GIVEN RECORDS:
* BEGIN *
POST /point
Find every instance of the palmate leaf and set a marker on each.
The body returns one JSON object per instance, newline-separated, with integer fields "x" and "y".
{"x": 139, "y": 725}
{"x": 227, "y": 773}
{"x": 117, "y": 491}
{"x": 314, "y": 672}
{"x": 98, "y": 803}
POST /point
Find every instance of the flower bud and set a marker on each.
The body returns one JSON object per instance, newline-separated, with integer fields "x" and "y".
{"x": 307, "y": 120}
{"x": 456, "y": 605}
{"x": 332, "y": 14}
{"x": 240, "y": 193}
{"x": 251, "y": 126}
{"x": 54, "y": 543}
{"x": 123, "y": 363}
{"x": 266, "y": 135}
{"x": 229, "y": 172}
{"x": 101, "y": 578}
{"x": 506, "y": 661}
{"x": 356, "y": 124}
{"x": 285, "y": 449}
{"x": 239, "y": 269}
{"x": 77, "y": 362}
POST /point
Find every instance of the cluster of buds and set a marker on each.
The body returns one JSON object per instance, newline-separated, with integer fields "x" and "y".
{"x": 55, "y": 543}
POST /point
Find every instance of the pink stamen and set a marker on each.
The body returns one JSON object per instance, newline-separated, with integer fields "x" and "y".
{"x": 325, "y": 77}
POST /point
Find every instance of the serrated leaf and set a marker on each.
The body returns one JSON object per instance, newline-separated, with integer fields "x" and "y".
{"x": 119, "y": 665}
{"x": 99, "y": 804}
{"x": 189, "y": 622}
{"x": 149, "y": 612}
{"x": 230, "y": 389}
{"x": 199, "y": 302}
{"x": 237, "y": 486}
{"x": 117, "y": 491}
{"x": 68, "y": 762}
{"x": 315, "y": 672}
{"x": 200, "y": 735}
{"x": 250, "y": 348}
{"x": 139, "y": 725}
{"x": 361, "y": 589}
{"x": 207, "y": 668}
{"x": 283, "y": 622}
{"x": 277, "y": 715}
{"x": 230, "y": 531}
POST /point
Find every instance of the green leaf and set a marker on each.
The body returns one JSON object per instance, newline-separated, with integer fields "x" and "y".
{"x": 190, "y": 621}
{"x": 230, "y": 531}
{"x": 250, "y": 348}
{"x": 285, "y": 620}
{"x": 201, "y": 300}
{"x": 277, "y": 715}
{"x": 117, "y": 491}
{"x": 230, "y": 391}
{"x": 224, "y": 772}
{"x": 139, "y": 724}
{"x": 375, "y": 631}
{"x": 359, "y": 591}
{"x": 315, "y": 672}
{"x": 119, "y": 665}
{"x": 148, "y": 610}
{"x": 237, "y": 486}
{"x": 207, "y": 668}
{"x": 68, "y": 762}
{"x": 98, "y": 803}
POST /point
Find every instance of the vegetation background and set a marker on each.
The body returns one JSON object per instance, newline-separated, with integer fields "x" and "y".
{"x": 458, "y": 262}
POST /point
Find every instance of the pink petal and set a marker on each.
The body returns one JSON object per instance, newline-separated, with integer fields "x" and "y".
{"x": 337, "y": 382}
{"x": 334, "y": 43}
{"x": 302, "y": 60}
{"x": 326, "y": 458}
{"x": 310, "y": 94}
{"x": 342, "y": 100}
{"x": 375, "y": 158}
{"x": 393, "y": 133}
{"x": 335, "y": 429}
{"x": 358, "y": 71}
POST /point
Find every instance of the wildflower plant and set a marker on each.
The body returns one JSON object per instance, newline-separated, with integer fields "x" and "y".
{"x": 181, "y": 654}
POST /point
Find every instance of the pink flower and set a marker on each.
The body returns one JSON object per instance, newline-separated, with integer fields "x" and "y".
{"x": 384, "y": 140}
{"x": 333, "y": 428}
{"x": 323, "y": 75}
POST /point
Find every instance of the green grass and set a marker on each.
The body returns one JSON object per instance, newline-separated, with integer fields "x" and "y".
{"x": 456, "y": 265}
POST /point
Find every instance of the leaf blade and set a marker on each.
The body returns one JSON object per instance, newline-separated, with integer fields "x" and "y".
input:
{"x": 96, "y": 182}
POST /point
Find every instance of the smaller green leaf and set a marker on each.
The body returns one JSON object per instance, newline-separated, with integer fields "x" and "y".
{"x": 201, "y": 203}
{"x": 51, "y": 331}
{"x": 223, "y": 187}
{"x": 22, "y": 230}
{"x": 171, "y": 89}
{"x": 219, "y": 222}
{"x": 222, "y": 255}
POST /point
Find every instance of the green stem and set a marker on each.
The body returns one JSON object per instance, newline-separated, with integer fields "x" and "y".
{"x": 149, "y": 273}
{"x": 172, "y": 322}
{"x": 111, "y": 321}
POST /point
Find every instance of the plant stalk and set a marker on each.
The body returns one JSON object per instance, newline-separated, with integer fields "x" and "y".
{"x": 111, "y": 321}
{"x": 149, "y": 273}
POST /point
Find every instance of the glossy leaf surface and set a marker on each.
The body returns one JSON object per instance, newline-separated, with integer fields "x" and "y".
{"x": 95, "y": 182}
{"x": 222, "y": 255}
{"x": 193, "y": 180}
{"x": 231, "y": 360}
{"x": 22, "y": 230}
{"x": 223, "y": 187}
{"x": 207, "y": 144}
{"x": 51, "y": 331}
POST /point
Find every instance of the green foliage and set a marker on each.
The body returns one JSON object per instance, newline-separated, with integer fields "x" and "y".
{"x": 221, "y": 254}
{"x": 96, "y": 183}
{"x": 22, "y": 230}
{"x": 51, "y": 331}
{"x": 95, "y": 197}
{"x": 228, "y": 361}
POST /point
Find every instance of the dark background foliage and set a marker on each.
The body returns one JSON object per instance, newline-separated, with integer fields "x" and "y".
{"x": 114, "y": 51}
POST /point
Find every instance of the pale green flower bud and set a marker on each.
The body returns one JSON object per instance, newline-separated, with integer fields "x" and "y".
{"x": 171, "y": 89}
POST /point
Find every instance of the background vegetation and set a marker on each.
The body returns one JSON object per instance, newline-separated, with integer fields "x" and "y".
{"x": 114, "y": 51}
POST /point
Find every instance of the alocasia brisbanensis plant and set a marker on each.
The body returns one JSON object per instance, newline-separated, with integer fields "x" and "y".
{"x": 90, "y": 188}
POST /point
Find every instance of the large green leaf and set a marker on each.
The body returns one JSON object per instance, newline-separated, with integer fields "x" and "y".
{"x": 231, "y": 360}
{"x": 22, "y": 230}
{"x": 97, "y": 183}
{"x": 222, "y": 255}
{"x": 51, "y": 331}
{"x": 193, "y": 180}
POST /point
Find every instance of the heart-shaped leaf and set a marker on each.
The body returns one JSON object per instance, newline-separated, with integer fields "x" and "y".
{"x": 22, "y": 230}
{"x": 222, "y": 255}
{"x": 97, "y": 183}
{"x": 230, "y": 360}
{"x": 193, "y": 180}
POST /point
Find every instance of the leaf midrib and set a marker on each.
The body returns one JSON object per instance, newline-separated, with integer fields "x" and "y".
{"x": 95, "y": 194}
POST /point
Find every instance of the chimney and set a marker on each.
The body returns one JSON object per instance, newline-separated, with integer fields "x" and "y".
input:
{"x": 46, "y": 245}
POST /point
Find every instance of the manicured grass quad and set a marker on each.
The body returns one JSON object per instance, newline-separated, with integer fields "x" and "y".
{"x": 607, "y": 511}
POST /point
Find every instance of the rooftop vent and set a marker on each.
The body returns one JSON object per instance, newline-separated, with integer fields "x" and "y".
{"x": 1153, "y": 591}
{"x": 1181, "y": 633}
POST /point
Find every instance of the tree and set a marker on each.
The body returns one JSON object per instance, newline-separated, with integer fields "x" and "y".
* END *
PROBLEM TO WORK ON: Above are some records. Print them all exactly.

ANSWER IN FULL:
POST /point
Find every instance of the palmate leaf and set a marker on each.
The body returns one JSON object per instance, newline-separated, with integer fields "x" and "y".
{"x": 139, "y": 725}
{"x": 227, "y": 773}
{"x": 117, "y": 491}
{"x": 314, "y": 672}
{"x": 98, "y": 803}
POST /point
Find every instance of the flower bud and set a marker on each.
The body returns one JSON object per instance, newline-separated, with integer fields "x" and "y".
{"x": 307, "y": 120}
{"x": 456, "y": 605}
{"x": 332, "y": 14}
{"x": 240, "y": 193}
{"x": 251, "y": 126}
{"x": 54, "y": 543}
{"x": 123, "y": 363}
{"x": 266, "y": 135}
{"x": 229, "y": 172}
{"x": 101, "y": 578}
{"x": 506, "y": 661}
{"x": 356, "y": 124}
{"x": 285, "y": 449}
{"x": 239, "y": 269}
{"x": 77, "y": 362}
POST /point
Find every instance of the cluster of buds and set a marker on each.
The body returns one JSON object per instance, newline-separated, with integer fields "x" and "y".
{"x": 55, "y": 543}
POST /point
Find every instance of the pink stamen and set a marker on each.
The body returns one JSON object per instance, newline-separated, with integer fields "x" and "y".
{"x": 325, "y": 77}
POST /point
Find every instance of the serrated leaf and set a marker on each.
The body returns one JSON object per instance, newline-separated, with integer fields "x" and "y".
{"x": 119, "y": 665}
{"x": 99, "y": 804}
{"x": 189, "y": 622}
{"x": 149, "y": 612}
{"x": 230, "y": 389}
{"x": 199, "y": 302}
{"x": 237, "y": 486}
{"x": 117, "y": 491}
{"x": 68, "y": 762}
{"x": 315, "y": 672}
{"x": 200, "y": 735}
{"x": 250, "y": 348}
{"x": 139, "y": 725}
{"x": 361, "y": 589}
{"x": 207, "y": 668}
{"x": 283, "y": 622}
{"x": 277, "y": 715}
{"x": 230, "y": 531}
POST /point
Find every instance of the green leaf and set a marker on each.
The body returns one JSON object per instance, newline-separated, with integer fields "x" and "y".
{"x": 190, "y": 621}
{"x": 230, "y": 531}
{"x": 250, "y": 348}
{"x": 285, "y": 620}
{"x": 201, "y": 300}
{"x": 277, "y": 715}
{"x": 117, "y": 491}
{"x": 230, "y": 391}
{"x": 224, "y": 772}
{"x": 139, "y": 724}
{"x": 375, "y": 631}
{"x": 359, "y": 591}
{"x": 315, "y": 672}
{"x": 119, "y": 665}
{"x": 148, "y": 610}
{"x": 237, "y": 486}
{"x": 207, "y": 668}
{"x": 68, "y": 762}
{"x": 98, "y": 803}
POST /point
Find every instance of the vegetation background and set a marker on each.
The body returns one JSON object per instance, newline-separated, with integer fields "x" and "y".
{"x": 458, "y": 262}
POST /point
Find every instance of the pink petal and set a marker on each.
The body returns one JSON object per instance, newline-separated, with integer fields "x" and "y".
{"x": 337, "y": 382}
{"x": 334, "y": 43}
{"x": 302, "y": 60}
{"x": 326, "y": 458}
{"x": 310, "y": 94}
{"x": 342, "y": 100}
{"x": 375, "y": 158}
{"x": 393, "y": 133}
{"x": 335, "y": 429}
{"x": 358, "y": 71}
POST /point
Find every instance of the wildflower plant and set a marker on each.
The body returns one JSON object per instance, newline-separated, with integer fields "x" and "y".
{"x": 181, "y": 654}
POST /point
Find every instance of the pink flower and set a marker on each.
The body returns one JSON object per instance, newline-separated, with integer fields "x" and "y".
{"x": 384, "y": 140}
{"x": 333, "y": 428}
{"x": 323, "y": 75}
POST /point
Find every instance of the green grass and set a marker on each.
The body returns one JSON object per instance, newline-separated, with integer fields "x" and "y".
{"x": 456, "y": 265}
POST /point
Find every instance of the leaf blade and set a marker on each.
The body returns one JSON object per instance, newline-separated, with integer fields "x" and "y".
input:
{"x": 96, "y": 182}
POST /point
Find every instance of the smaller green leaf and set a marker on each.
The body returns one JSON object per instance, newline-separated, with integer fields "x" and "y".
{"x": 201, "y": 203}
{"x": 51, "y": 331}
{"x": 223, "y": 187}
{"x": 22, "y": 230}
{"x": 171, "y": 89}
{"x": 219, "y": 222}
{"x": 222, "y": 255}
POST /point
Find every instance of the green stem and set a marker on each.
The body returns one JSON object per instance, newline-separated, with integer fields "x" and "y".
{"x": 149, "y": 273}
{"x": 172, "y": 322}
{"x": 111, "y": 321}
POST /point
Find every instance of the plant stalk and set a marker on each.
The body returns one JSON object per instance, newline-separated, with integer fields "x" and "y".
{"x": 111, "y": 321}
{"x": 149, "y": 273}
POST /point
Find every instance of the glossy leaf surface and set a marker on each.
The body returns one JSON object per instance, newline-separated, with integer fields "x" and "y".
{"x": 95, "y": 182}
{"x": 222, "y": 255}
{"x": 193, "y": 180}
{"x": 231, "y": 360}
{"x": 22, "y": 230}
{"x": 223, "y": 187}
{"x": 207, "y": 144}
{"x": 51, "y": 331}
POST /point
Find every instance of the green foliage and set a marker on each.
The body returns one JSON object per instance, newline-separated, with integer fields "x" and "y".
{"x": 221, "y": 254}
{"x": 96, "y": 183}
{"x": 22, "y": 230}
{"x": 51, "y": 331}
{"x": 95, "y": 197}
{"x": 228, "y": 361}
POST /point
Find every instance of the dark background foliage and set a marker on each.
The body returns one JSON object per instance, newline-separated, with integer fields "x" and "y".
{"x": 114, "y": 51}
POST /point
Find every instance of the pale green flower bud and set a marker on each.
The body returns one JSON object per instance, newline-separated, with integer fields "x" and "y".
{"x": 171, "y": 89}
POST /point
Find every instance of the background vegetation and set a marker on each.
The body returns one JSON object per instance, newline-separated, with integer fields "x" and "y".
{"x": 114, "y": 51}
POST /point
Find every instance of the alocasia brisbanensis plant and set a marker on each.
The body returns one JSON object per instance, newline-separated, with integer fields "x" and "y".
{"x": 90, "y": 188}
POST /point
Find every instance of the large green leaf and set a marker on each.
The body returns one JSON object per instance, newline-separated, with integer fields "x" and "y".
{"x": 231, "y": 360}
{"x": 22, "y": 230}
{"x": 97, "y": 183}
{"x": 222, "y": 255}
{"x": 51, "y": 331}
{"x": 193, "y": 180}
POST /point
Find every instance of the heart-shaped leaf and set a marker on each.
The body returns one JSON object per instance, newline-separated, with integer fields "x" and "y".
{"x": 22, "y": 230}
{"x": 222, "y": 255}
{"x": 97, "y": 183}
{"x": 230, "y": 360}
{"x": 193, "y": 180}
POST /point
Find every instance of the leaf midrib and set a marker on each.
The body returns one JSON object per instance, newline-separated, with integer fields "x" and "y".
{"x": 95, "y": 194}
POST /point
Find every instance of the chimney and set a marker on each.
The body returns one JSON object per instance, newline-separated, with integer fields "x" and "y".
input:
{"x": 46, "y": 245}
POST /point
Find every instance of the manicured grass quad and set a marker on each.
The body returns one JSON object per instance, newline-separated, with integer fields "x" and "y".
{"x": 607, "y": 511}
POST /point
Find every instance of the rooftop vent and set a marker on each.
The body returns one JSON object per instance, newline-separated, with integer fields "x" and "y".
{"x": 1153, "y": 591}
{"x": 1181, "y": 633}
POST /point
Find every instance of the tree and set a marker on each.
The body returns one JSON object per instance, newline-separated, with integer fields "x" and "y".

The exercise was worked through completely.